--- Selected passage ---

Although Ilana C. Myer’s fantasy debut novel Last Song Before Night, released in fall 2015, stands alone, there is a sequel in progress. I was glad to hear this news since this book was so absorbing that reading “just one more chapter” often turned into reading multiple chapters before being able to force myself to put it down!

Last Song Before Night contains tragedy, but it isn’t overly grim or completely hopeless even though all the main characters are touched by darkness, either from within or the actions of others (or some of both). This isn’t a book to read for the plot, which was basically a quest complete with many cliches, but one to read for the characters’ journeys. For better or worse, each of them end up in a different place than where they began and the end of their stories was not at all what I’d been expecting.

My favorite, Lin, is also the one I considered the main character despite being only one of multiple characters followed. She’s been through a lot and is simultaneously hiding from her cruel brother and pursuing her dream of becoming a poet—even though women are not accepted for training at the Academy and a female poet is quite uncommon. When she performs at a wealthy man’s home, she meets my next favorite protagonist, Rianna. These two do not spend much time together throughout the novel, but I loved their few interactions: how Rianna turns to Lin with her questions, knowing she’ll understand she doesn’t need to be sheltered from the truth like her father and fiance believe; how Rianna’s keen eye leads her to be the first to realize Lin’s true identity even though she just met her; how Lin sets Rianna on the path to learning to defend herself. Both women face great obstacles, and though very different from each other, both are determined survivors.

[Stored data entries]

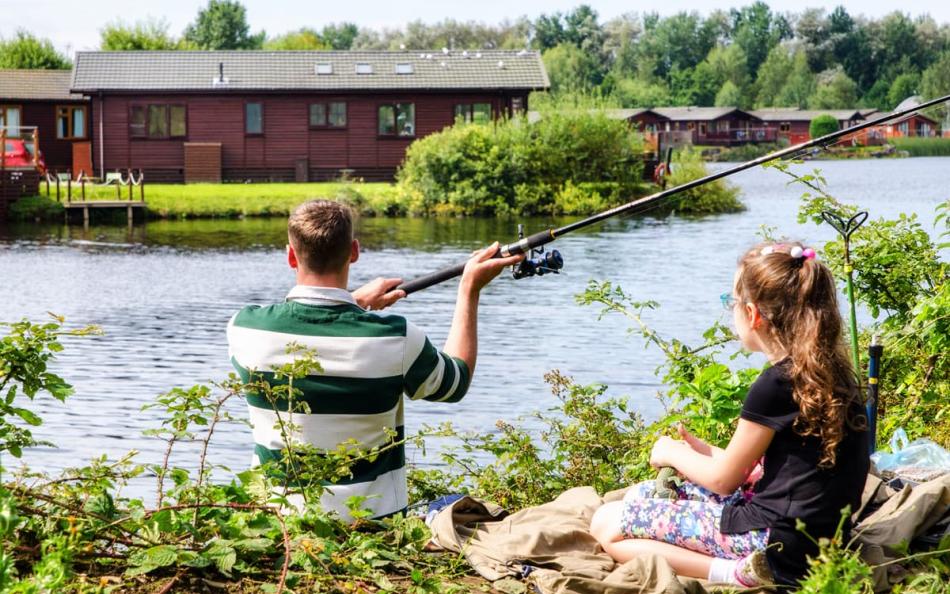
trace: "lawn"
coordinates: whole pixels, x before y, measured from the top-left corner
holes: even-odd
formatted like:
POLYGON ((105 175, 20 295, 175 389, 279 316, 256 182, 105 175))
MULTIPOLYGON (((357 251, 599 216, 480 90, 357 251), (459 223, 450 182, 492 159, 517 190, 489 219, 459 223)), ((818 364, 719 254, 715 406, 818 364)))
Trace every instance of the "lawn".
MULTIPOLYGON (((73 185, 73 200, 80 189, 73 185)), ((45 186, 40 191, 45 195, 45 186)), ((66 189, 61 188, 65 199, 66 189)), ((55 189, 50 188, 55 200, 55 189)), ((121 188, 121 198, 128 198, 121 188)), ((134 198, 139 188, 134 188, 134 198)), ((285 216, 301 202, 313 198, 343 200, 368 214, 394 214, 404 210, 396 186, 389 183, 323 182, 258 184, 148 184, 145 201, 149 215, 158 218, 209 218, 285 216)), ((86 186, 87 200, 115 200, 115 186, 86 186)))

* * *

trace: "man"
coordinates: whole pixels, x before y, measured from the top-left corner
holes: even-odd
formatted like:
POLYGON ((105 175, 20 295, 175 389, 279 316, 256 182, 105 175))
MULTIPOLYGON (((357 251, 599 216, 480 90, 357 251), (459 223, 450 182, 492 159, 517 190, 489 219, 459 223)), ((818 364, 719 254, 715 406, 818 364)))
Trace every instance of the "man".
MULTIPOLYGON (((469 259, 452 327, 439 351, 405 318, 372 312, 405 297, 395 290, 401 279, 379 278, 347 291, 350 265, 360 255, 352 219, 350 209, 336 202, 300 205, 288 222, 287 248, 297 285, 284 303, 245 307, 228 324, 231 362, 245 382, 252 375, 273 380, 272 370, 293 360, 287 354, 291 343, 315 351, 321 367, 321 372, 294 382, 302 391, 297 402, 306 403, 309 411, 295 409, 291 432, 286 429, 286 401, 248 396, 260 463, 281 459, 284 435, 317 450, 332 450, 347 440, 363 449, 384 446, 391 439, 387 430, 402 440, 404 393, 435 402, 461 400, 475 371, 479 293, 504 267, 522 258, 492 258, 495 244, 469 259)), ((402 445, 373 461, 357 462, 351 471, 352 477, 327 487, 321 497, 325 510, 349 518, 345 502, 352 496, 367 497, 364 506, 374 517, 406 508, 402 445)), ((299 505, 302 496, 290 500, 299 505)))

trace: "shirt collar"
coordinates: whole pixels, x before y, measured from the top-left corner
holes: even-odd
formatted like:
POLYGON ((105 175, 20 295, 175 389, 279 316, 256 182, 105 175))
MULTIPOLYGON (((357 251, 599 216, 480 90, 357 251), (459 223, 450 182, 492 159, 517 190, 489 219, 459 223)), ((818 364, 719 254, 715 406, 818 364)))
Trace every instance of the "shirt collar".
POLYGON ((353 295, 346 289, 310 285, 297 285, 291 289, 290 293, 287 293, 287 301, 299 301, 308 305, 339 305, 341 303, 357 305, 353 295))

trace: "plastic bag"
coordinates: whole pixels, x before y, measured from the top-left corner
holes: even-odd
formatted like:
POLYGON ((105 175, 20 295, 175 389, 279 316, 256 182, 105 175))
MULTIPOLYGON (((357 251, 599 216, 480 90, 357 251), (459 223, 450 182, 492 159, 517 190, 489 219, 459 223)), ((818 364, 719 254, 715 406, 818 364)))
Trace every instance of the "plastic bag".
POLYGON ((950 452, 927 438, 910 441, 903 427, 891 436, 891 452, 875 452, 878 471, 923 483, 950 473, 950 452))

--- Tasks to carry out ---
A – In the book review, rewrite the paragraph beginning "Last Song Before Night contains tragedy" as a short bulleted list that keeps its main facts.
B – Translate this sentence from the book review into Spanish: "When she performs at a wealthy man’s home, she meets my next favorite protagonist, Rianna."
C – Answer from the book review:
(i) When was Last Song Before Night released?
(ii) What kind of story is the plot basically?
(iii) Whom is Lin hiding from?

--- Results of the exercise ---
A –
- The novel contains tragedy but is not overly grim or completely hopeless.
- All the main characters are touched by darkness, from within, from the actions of others, or both.
- The plot is basically a quest with many cliches. The book is worth reading for the characters' journeys, not the plot.
- Each character ends up somewhere different from where they began, and their stories end in ways the reviewer did not expect.

B – Cuando actúa en la casa de un hombre rico, conoce a mi siguiente protagonista favorita, Rianna.

C –
(i) Fall 2015
(ii) A quest
(iii) Her cruel brother